## Data section
________

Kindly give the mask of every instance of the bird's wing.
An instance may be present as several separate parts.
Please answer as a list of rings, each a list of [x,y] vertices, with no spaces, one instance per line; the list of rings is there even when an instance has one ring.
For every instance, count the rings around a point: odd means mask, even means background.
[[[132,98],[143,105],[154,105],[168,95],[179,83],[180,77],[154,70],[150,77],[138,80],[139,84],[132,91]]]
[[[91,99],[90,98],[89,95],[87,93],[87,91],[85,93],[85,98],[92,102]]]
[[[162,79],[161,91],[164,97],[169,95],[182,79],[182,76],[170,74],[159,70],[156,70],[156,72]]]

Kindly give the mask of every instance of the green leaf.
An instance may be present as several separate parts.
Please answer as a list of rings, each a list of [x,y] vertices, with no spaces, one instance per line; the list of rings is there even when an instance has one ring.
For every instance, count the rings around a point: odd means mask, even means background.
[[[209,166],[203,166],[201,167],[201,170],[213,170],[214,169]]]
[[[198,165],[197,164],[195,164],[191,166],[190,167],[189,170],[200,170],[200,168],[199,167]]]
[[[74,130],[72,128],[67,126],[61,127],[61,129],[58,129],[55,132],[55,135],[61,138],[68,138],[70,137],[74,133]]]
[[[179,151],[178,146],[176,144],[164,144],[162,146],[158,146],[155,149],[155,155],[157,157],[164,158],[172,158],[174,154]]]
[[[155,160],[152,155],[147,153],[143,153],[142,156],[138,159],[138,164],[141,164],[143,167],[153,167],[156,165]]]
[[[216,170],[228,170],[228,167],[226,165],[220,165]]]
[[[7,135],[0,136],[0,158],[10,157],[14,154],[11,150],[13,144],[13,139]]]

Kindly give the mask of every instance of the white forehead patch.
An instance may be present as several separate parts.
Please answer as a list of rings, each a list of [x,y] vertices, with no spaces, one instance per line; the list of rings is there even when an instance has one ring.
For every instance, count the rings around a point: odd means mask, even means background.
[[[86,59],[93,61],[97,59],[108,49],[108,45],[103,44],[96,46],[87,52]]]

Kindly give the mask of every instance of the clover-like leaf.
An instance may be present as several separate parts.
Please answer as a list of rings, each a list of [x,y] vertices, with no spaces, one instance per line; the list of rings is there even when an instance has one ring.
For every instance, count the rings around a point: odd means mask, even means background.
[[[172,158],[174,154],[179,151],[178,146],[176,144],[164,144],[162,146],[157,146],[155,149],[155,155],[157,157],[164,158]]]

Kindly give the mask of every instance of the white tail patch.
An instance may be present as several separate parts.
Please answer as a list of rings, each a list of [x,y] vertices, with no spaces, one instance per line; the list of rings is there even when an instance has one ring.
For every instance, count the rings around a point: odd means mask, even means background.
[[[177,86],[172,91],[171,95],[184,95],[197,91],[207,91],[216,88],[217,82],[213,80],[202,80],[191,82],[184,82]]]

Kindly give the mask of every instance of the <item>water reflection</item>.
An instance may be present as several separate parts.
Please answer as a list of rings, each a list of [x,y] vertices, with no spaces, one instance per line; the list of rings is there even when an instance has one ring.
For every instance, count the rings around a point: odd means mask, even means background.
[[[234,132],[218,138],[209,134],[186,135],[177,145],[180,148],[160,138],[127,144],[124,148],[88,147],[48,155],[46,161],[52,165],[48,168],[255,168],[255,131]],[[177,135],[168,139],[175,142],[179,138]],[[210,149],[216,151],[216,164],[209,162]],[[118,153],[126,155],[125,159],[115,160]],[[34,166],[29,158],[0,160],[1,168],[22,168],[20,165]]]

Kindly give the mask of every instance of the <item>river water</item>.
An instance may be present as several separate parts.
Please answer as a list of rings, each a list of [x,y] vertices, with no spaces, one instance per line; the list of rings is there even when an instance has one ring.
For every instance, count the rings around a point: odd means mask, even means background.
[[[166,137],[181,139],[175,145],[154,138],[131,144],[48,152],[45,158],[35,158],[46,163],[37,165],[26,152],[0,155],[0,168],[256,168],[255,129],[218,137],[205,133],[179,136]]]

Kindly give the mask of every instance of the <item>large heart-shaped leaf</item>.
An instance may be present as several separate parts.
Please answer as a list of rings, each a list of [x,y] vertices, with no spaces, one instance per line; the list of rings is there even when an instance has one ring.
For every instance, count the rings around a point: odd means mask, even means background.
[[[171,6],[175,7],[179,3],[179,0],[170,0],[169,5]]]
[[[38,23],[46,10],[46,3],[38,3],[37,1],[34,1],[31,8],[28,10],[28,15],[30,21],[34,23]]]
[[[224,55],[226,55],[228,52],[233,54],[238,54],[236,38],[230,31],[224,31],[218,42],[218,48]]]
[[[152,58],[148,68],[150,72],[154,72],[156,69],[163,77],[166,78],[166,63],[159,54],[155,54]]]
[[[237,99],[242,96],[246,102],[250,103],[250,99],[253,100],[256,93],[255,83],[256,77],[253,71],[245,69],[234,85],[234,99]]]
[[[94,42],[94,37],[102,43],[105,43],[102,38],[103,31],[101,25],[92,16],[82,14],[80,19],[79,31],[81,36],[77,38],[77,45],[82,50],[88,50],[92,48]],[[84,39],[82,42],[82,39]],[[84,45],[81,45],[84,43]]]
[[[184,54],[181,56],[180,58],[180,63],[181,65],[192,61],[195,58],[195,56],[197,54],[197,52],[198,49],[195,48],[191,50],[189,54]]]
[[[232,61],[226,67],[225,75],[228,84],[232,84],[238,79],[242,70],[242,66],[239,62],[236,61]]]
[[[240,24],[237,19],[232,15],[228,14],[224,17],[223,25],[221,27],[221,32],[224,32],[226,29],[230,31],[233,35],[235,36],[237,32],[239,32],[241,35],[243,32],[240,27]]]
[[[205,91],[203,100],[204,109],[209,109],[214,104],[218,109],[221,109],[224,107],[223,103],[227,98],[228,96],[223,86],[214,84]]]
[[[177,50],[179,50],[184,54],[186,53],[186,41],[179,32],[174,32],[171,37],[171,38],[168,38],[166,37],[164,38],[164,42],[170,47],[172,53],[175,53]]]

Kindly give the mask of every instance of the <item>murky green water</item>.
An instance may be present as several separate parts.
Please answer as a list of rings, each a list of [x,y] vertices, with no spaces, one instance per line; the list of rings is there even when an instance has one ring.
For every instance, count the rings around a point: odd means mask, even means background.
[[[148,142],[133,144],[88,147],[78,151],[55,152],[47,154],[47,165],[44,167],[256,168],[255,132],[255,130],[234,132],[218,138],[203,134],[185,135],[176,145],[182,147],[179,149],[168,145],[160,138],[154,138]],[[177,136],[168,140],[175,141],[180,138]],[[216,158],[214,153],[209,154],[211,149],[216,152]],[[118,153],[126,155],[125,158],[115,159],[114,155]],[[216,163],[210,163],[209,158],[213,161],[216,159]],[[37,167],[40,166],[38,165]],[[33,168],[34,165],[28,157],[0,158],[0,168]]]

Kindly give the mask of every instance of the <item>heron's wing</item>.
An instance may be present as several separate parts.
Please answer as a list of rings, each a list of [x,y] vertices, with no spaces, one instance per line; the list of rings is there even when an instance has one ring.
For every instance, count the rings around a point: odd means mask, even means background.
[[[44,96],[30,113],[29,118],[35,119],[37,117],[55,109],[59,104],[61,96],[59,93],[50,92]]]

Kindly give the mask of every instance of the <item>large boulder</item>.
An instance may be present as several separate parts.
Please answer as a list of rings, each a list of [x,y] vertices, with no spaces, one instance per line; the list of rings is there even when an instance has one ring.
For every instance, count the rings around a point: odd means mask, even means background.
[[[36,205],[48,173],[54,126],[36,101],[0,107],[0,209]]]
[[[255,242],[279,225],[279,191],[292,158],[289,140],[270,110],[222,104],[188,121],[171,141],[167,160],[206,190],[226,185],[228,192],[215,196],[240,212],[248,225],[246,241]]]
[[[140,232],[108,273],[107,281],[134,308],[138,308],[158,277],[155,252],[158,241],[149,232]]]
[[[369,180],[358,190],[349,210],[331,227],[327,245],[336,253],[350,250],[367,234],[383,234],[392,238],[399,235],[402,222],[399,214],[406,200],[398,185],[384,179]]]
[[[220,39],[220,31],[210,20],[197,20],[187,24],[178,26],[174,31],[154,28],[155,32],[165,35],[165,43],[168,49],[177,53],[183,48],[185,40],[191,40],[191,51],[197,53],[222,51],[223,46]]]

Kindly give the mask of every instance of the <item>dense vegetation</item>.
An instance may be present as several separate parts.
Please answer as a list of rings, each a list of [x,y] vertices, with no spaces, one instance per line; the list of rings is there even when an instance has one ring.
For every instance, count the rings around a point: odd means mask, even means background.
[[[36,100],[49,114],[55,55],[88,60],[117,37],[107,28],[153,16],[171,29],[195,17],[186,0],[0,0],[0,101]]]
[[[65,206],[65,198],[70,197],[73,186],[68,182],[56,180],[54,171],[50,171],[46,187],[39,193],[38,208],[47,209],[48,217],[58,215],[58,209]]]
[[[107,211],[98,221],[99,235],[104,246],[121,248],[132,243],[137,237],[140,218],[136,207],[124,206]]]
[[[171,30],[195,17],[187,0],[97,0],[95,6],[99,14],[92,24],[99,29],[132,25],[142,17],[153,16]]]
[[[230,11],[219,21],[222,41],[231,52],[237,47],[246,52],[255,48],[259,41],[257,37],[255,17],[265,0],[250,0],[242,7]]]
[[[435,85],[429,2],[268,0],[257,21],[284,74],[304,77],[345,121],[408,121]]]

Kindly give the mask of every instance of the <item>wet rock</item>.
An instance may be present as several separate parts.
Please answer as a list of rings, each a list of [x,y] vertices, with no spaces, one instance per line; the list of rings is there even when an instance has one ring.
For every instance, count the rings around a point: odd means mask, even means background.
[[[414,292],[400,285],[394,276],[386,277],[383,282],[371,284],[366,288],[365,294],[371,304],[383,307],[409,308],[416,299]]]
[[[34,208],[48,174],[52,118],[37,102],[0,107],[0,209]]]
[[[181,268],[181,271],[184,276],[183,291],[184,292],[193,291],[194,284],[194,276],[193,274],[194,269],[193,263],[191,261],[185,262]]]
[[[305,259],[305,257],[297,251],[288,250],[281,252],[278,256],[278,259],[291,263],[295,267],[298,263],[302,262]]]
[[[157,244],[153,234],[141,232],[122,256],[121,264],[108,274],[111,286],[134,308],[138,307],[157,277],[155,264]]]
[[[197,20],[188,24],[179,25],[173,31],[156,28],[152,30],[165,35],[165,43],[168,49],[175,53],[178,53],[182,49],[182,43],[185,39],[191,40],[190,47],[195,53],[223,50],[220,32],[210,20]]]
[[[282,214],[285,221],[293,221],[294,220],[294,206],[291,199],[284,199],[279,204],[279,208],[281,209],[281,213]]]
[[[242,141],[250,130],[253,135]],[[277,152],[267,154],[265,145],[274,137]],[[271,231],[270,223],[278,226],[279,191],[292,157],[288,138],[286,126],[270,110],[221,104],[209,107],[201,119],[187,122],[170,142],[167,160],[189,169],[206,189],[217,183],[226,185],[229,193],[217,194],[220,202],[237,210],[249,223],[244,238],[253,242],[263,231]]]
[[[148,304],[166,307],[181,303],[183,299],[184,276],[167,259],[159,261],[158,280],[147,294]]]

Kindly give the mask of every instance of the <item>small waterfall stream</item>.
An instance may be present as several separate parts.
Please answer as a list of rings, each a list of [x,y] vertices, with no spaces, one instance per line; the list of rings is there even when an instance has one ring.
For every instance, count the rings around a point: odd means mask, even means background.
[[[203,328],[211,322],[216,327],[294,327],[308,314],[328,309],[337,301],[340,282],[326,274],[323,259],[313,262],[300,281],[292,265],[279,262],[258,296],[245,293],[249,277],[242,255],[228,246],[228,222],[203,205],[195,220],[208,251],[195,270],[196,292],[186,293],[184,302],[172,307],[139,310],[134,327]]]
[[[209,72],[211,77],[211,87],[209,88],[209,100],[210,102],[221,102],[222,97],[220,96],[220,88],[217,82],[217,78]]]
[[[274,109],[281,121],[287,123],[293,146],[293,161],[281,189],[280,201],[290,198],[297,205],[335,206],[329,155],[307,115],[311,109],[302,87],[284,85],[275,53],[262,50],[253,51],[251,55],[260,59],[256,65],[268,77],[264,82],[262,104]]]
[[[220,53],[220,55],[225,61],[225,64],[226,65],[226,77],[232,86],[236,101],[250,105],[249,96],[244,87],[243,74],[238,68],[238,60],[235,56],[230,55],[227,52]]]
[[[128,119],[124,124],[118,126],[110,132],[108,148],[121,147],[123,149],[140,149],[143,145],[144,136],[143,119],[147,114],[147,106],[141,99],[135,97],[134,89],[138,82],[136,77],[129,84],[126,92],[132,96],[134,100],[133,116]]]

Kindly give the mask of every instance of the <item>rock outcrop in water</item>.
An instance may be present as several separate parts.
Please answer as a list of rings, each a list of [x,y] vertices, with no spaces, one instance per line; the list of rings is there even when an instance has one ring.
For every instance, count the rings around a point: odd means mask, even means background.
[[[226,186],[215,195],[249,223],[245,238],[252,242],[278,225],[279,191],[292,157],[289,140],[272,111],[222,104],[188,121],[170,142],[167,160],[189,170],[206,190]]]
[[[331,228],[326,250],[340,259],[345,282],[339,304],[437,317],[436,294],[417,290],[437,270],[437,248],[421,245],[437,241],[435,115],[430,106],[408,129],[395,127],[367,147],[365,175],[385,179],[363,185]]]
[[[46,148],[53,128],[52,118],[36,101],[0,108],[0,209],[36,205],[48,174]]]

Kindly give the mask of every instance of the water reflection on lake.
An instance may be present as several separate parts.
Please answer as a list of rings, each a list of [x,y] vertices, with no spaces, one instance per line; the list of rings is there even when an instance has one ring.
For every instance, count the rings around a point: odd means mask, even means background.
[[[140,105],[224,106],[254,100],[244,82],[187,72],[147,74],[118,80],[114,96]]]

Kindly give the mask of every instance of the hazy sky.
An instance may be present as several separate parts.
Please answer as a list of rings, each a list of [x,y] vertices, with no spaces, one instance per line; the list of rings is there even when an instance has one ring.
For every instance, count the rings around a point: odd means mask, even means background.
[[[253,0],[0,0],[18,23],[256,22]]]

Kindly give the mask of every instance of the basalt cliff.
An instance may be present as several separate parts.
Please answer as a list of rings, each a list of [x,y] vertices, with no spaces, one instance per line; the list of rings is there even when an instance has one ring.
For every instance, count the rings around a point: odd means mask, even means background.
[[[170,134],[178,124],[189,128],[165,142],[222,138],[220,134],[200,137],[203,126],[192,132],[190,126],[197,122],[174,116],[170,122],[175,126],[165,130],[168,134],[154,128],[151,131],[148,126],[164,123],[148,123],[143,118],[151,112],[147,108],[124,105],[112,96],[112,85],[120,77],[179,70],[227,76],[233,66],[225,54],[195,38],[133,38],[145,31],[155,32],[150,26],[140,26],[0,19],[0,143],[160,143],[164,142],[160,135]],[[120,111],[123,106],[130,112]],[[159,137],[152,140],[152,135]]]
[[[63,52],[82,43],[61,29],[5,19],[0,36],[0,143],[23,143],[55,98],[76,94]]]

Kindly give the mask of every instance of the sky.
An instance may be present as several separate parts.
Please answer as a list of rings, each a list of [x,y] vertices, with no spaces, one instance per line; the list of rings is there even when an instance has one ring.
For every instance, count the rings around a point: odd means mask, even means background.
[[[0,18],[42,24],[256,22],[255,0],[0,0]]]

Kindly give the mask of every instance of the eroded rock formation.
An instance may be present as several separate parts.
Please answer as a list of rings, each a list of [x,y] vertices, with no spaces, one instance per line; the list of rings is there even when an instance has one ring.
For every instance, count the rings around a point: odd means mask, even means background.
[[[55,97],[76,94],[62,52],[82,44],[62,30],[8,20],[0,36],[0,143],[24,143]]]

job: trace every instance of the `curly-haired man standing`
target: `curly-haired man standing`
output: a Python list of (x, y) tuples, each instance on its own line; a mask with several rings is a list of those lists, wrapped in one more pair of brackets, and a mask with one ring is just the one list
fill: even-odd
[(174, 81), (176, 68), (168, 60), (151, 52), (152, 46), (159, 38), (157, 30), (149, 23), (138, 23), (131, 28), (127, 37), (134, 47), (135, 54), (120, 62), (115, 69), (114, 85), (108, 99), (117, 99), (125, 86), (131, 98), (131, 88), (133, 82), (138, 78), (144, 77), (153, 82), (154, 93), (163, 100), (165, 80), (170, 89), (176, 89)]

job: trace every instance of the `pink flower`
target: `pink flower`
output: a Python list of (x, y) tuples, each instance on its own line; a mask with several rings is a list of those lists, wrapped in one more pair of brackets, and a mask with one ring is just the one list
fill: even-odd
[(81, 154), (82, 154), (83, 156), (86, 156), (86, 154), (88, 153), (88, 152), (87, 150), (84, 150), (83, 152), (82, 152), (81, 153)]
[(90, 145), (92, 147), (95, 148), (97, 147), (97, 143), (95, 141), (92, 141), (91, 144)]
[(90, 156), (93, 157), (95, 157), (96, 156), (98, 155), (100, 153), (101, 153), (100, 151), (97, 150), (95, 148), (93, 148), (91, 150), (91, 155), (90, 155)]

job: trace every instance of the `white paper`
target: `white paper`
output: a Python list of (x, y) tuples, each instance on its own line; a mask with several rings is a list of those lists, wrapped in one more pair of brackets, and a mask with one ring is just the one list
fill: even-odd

________

## Problem details
Rewrite everything from the line containing "Kindly give the mask of every instance of the eroded" down to the last of the lines above, requests included, and shift each coordinate in the answers by adding 148 to it.

## Task result
Kindly give the mask of every instance of the eroded rock formation.
An instance may be present as several separate parts.
Please answer as a list of rings, each a list of [x,y] vertices, with no spaces, one instance per line; the list of rings is there even when an instance has one ring.
For every instance, count the rings around a point: odd means mask, even means background.
[[[203,245],[224,242],[210,200],[230,192],[210,178],[156,168],[148,184],[148,291],[172,291]]]

job: trace every instance of the `curly-haired man standing`
target: `curly-haired man standing`
output: a Python list of (x, y) tuples, each instance on its own line; a mask with several rings is a list of those lists, wrapped in one more pair of brackets, and a mask with one ring is just the one list
fill: even-odd
[(322, 229), (324, 216), (316, 208), (299, 200), (300, 194), (307, 186), (305, 178), (297, 171), (286, 171), (279, 176), (275, 185), (282, 195), (283, 202), (268, 210), (263, 217), (262, 233), (256, 247), (265, 247), (273, 234), (279, 246), (279, 236), (281, 230), (286, 226), (292, 225), (301, 230), (302, 241), (311, 248), (313, 228), (318, 237), (324, 237)]

job: trace every instance of the `pink flower`
target: `pink flower`
output: a Python list of (x, y) tuples, each instance on its own line; a mask with several rings is a list of those lists, wrapped in one more pair of brackets, and a mask with one ring is just the one list
fill: even-odd
[(229, 302), (230, 302), (231, 304), (234, 304), (234, 302), (236, 301), (236, 300), (235, 298), (232, 298), (231, 300), (230, 300), (229, 301)]
[(238, 293), (240, 295), (243, 296), (245, 295), (245, 291), (243, 289), (240, 289), (239, 292)]
[(238, 304), (241, 305), (243, 305), (244, 304), (246, 303), (248, 301), (249, 301), (248, 299), (245, 298), (243, 296), (241, 296), (239, 298), (239, 303), (238, 303)]

job: trace every instance of the `white paper`
target: `white paper`
output: a Python list of (x, y) tuples, each instance on its own line; a mask with several rings is a list of those lists, wrapped in one more pair of brackets, and a mask with one ring is just the one list
fill: even-odd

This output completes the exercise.